#### Trecho do documento:
----------------------------------------

Nos últimos meses, o Brasil vem mostrando um desempenho excepcional na atividade exportadora. Sabe-se, entretanto, que esse crescimento ainda não utiliza um imenso potencial presente em nossa economia: as microempresas e empresas de pequeno porte (ME&EPP). Estatísticas referentes a 2003 indicam que esse segmento representou 47,9% das unidades exportadoras brasileiras, porém suas vendas – 1.73 bilhões de dólares – corresponderam a apenas 2,37% do valor total das exportações [1]. Se considerarmos que esse último percentual pode alcançar 30% do valor total exportado, tal como ocorre em alguns países, poderemos estimar que o potencial exportador das ME&EPP é de 22 bilhões de dólares.
Um dos entraves ao pleno desenvolvimento das exportações por ME&EPP é a falta de mecanismos legais adequados para o associativismo entre as empresas. Empresas trabalhando em conjunto podem produzir em maior escala, especializar-se em etapas no processo produtivo, obter vantagens no acesso ao crédito e dividir os custos operacionais do processo de exportação [2] ou de desenvolvimento de tecnologia. Vários estudos estão em andamento tendo em vista criar uma figura jurídica que permita, de maneira simplificada, a associação de pequenas empresas. Uma das alternativas preferidas pelo segmento é a formação de "cooperativas de exportação". Dado o conhecimento do funcionamento das cooperativas entre pessoas físicas existentes hoje, seria mais fácil disseminar essa forma de associativismo entre pessoas jurídicas.
Vedação legal
A lei que regula o cooperativismo no Brasil (lei nº 5.764 de 1971) autoriza, em caráter excepcional, a participação de pessoas jurídicas em cooperativas. Essa "excepcionalidade" mencionada na lei afasta interpretações de que cooperativas possam ter entre seus associados uma parcela significativa de pessoas jurídicas (e, por suposto, impede que haja só pessoas jurídicas, como almejado aqui). Segundo consulta a servidores de outros órgãos do governo federal, especialistas no tema de cooperativismo, existe uma resolução do Conselho Nacional de Cooperativismo (CNC) que limita a participação das empresas em apenas 30% do número total de cooperativados [3].

----------------------------------------

#### Informações registradas:
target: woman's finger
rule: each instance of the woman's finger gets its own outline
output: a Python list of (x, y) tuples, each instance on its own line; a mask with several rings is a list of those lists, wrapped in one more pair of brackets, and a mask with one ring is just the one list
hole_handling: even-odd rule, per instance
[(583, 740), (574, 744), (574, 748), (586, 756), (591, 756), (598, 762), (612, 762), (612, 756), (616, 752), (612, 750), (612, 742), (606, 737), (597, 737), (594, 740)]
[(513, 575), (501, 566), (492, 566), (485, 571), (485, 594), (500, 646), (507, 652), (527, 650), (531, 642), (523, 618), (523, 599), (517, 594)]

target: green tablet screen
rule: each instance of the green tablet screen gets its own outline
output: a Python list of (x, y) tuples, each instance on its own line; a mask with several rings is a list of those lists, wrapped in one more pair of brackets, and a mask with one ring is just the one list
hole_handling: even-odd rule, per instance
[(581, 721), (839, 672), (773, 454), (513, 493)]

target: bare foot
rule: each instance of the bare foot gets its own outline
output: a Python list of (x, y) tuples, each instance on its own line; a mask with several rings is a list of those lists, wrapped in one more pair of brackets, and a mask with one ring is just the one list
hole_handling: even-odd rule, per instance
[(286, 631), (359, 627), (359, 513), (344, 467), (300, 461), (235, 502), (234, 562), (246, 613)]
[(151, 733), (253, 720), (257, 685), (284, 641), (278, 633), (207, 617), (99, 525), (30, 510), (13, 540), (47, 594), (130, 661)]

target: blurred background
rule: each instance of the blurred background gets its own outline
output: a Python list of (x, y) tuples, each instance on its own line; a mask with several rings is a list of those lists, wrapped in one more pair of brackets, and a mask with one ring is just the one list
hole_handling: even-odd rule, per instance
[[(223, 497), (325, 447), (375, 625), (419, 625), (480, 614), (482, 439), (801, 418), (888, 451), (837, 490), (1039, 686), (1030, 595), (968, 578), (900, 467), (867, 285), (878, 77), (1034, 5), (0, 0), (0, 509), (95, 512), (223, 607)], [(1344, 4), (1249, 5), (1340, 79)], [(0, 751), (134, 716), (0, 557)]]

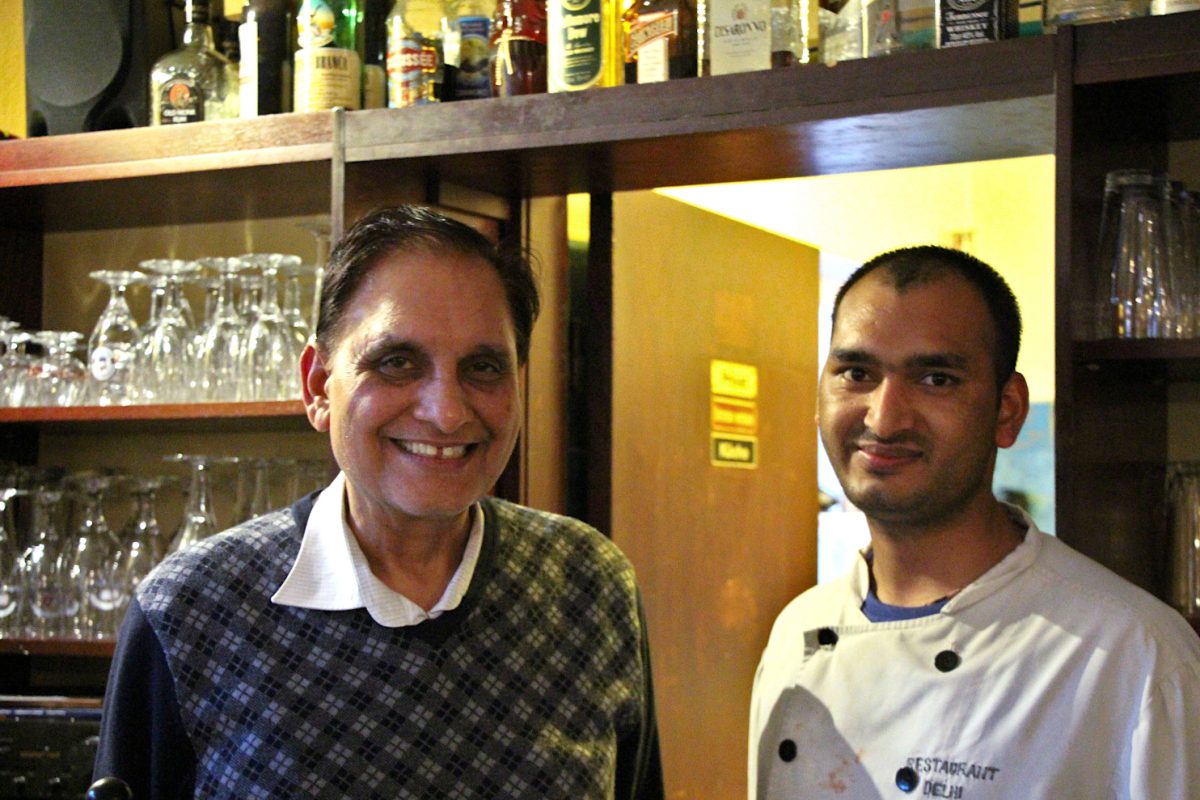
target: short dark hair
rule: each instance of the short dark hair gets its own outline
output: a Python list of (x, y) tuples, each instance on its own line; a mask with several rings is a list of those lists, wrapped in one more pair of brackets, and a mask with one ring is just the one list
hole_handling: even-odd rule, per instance
[(992, 351), (992, 366), (996, 372), (996, 389), (1003, 389), (1004, 383), (1016, 372), (1016, 355), (1021, 349), (1021, 309), (1016, 296), (1000, 272), (970, 253), (920, 245), (901, 247), (876, 255), (846, 279), (833, 301), (833, 320), (838, 321), (838, 309), (841, 300), (856, 283), (876, 270), (883, 270), (888, 282), (898, 291), (913, 284), (929, 283), (946, 275), (958, 275), (970, 283), (983, 297), (996, 329), (996, 347)]
[(474, 228), (420, 205), (376, 209), (350, 225), (334, 246), (320, 289), (316, 338), (322, 349), (332, 348), (346, 306), (362, 279), (379, 259), (396, 252), (452, 252), (491, 264), (504, 284), (517, 360), (526, 363), (533, 324), (541, 308), (529, 258), (518, 246), (492, 243)]

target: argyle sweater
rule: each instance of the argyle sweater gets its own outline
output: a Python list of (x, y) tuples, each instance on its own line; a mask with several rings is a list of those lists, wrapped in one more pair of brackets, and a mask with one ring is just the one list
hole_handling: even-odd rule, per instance
[(485, 499), (462, 604), (389, 628), (277, 606), (313, 498), (138, 588), (97, 777), (137, 800), (662, 796), (634, 573), (581, 522)]

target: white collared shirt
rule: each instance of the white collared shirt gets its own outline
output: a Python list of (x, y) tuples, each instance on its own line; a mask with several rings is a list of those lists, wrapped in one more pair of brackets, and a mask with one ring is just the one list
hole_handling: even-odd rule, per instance
[(346, 474), (338, 473), (313, 503), (295, 564), (271, 597), (272, 603), (317, 610), (366, 608), (371, 619), (385, 627), (418, 625), (462, 603), (484, 542), (484, 509), (479, 503), (470, 509), (472, 524), (462, 561), (442, 597), (427, 612), (376, 577), (350, 533), (344, 509)]

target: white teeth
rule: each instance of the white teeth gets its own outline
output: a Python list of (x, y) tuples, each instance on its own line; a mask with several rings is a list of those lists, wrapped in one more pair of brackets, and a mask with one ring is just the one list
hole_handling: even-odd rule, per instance
[(404, 452), (410, 452), (414, 456), (426, 456), (428, 458), (462, 458), (467, 455), (466, 445), (437, 447), (434, 445), (427, 445), (424, 441), (401, 441), (400, 447)]

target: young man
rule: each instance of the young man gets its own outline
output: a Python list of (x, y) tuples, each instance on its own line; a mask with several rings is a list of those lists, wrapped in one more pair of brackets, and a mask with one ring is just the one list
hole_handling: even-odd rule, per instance
[(1200, 798), (1200, 638), (991, 493), (1028, 410), (1020, 331), (955, 251), (841, 288), (817, 422), (871, 546), (775, 622), (751, 798)]
[(426, 209), (360, 219), (301, 357), (341, 473), (139, 588), (95, 774), (151, 798), (662, 796), (632, 569), (487, 497), (523, 419), (524, 259)]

----------------------------------------

Qual é a passagem do texto sobre as exportações das microempresas e empresas de pequeno porte que vai de "Um dos entraves" a "entre pessoas jurídicas."? Reproduza-a sem nenhuma alteração.

#### Resposta ao exercício:
Um dos entraves ao pleno desenvolvimento das exportações por ME&EPP é a falta de mecanismos legais adequados para o associativismo entre as empresas. Empresas trabalhando em conjunto podem produzir em maior escala, especializar-se em etapas no processo produtivo, obter vantagens no acesso ao crédito e dividir os custos operacionais do processo de exportação [2] ou de desenvolvimento de tecnologia. Vários estudos estão em andamento tendo em vista criar uma figura jurídica que permita, de maneira simplificada, a associação de pequenas empresas. Uma das alternativas preferidas pelo segmento é a formação de "cooperativas de exportação". Dado o conhecimento do funcionamento das cooperativas entre pessoas físicas existentes hoje, seria mais fácil disseminar essa forma de associativismo entre pessoas jurídicas.